The District Court also retained jurisdiction for the purpose of
extending the impending February 7, 1972, filing date for
congressional candidates "in the event it is made known to [the
District] Court that a called session of the Legislature will
include congressional reapportionment." However, the Governor
refused to call a special session of the legislature.
[
Footnote 8]
Kirkpatrick v. Preisler
"reject[ed] Missouri's argument that there is a fixed numerical
or percentage population variance small enough to be considered
de minimis and to satisfy without question the 'as nearly
as practicable' standard."
394 U.S. at
394 U. S. 530.
We concluded,
"Unless population variances among congressional districts are
shown to have resulted despite such [good faith] effort, the State
must justify each variance, no matter how small."
Id. at
394 U. S.
531.
[
Footnote 9]
Prior to the passage of S.B. 1, the Texas House twice passed a
congressional reapportionment bill with lower deviations. Each bill
had a total deviation of 2.5%. Although both bills were ultimately
defeated in the Senate, their passage by the House, and indeed
their very existence, indicates that it was possible and
practicable to construct a redistricting scheme with lower
population deviations among districts than those embodied in S.B.
1.
[
Footnote 10]
"Appellant earnestly submits that the term 'constitutency
representative relations' is the more accurate term; indeed it is
very hard to see why those who are so concerned about
representation should stigmatize as a mere euphemism a term which
brings in both parties to the representational relationship. . . .
(The assumptions seem to be that, while a Congressman may like his
job, no constituency can like its Congressman, or care whether he
continues to represent it or not -- and that no Congressman can
possibly learn to know his constituency well enough to serve it
better than he can serve another constituency selected for him by,
it may be, a young mathematician in Dallas.) Under either name,
appellant would defend this motive as entirely proper, if the
burden of that defense fell upon him on the facts herein."
Brief for Appellant 72.

----------------

What to work on: List each footnote number marked in the congressional redistricting excerpt above.

Dataset content:

----------------

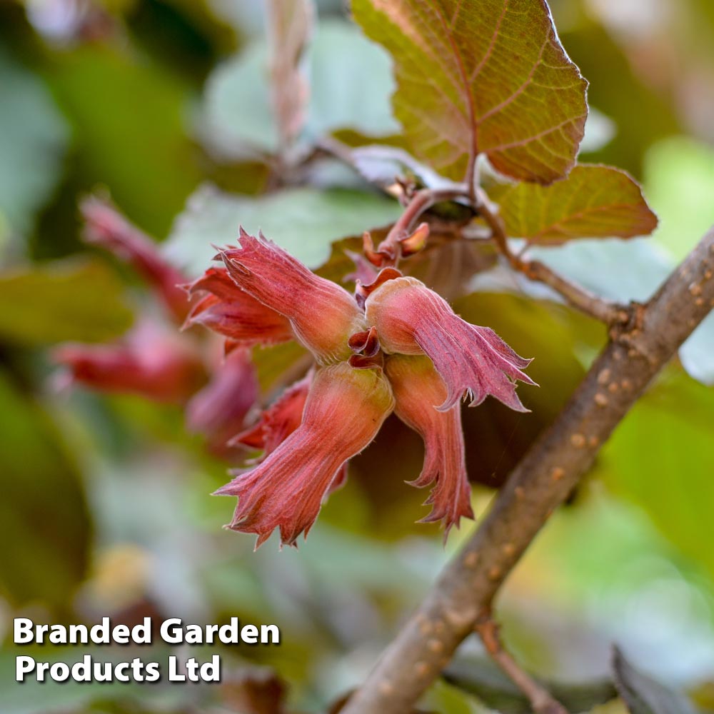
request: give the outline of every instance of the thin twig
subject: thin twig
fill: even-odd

----------------

Answer to the problem: 8, 9, 10